Document segment ::
LLaVA cannot use beam search after 4.43.0

snorfyang commented 3 months ago

System Info

transformers >= 4.43.0

Who can help?

@zucchini-nlp

Information

[X] The official example scripts
[ ] My own modified scripts

Tasks

[ ] An officially supported task in the examples folder (such as GLUE/SQuAD, ...)
[ ] My own task or dataset (give details below)

Reproduction

from transformers import LlavaNextProcessor, LlavaNextForConditionalGeneration
import torch
from PIL import Image
import requests

processor = LlavaNextProcessor.from_pretrained("llava-v1.6-vicuna-7b-hf")

model = LlavaNextForConditionalGeneration.from_pretrained("llava-v1.6-vicuna-7b-hf", torch_dtype=torch.float16, low_cpu_mem_usage=True) 
model.to("cuda:0")

# prepare image and text prompt, using the appropriate prompt template
url = "https://github.com/haotian-liu/LLaVA/blob/1a91fc274d7c35a9b50b3cb29c4247ae5837ce39/images/llava_v1_5_radar.jpg?raw=true"
image = Image.open(requests.get(url, stream=True).raw)

# Define a chat histiry and use `apply_chat_template` to get correctly formatted prompt
# Each value in "content" has to be a list of dicts with types ("text", "image")

Given information ::
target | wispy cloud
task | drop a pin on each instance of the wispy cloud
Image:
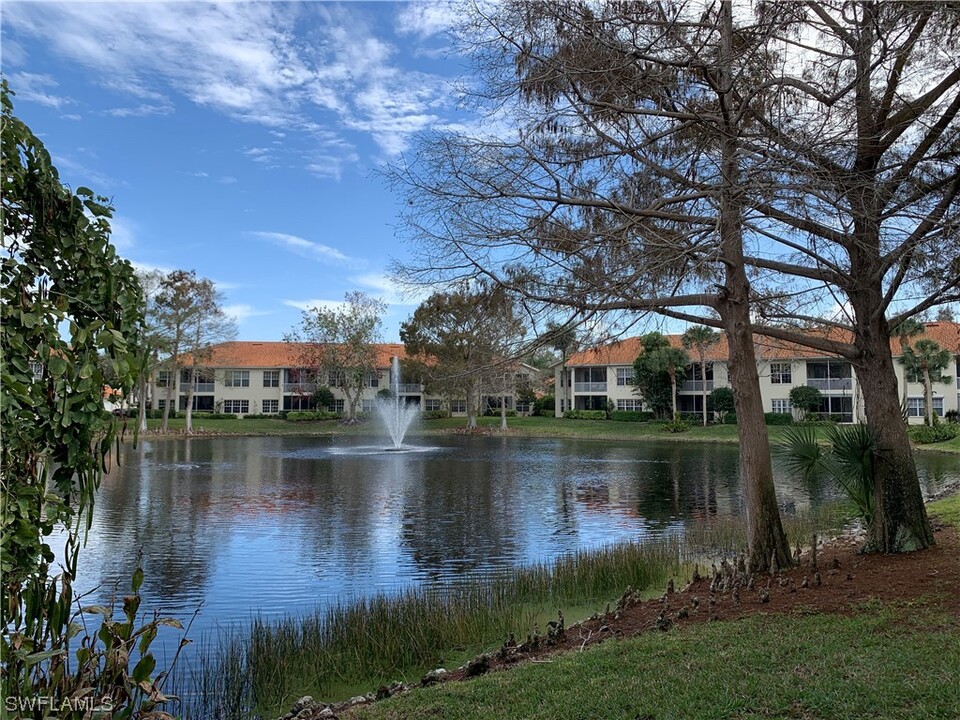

Tasks ::
a) Render the title sentence of the LLaVA issue, "LLaVA cannot use beam search after 4.43.0", in Spanish.
b) Transcribe the part of the LLaVA issue that opens with the words containing "Who can help?" and closes with "(give details below)".
None of the data is needed for what follows.

Task-by-task solutions ::
a) LLaVA no puede usar la búsqueda en haz (beam search) después de la versión 4.43.0

b)
Who can help?

@zucchini-nlp

Information

[X] The official example scripts
[ ] My own modified scripts

Tasks

[ ] An officially supported task in the examples folder (such as GLUE/SQuAD, ...)
[ ] My own task or dataset (give details below)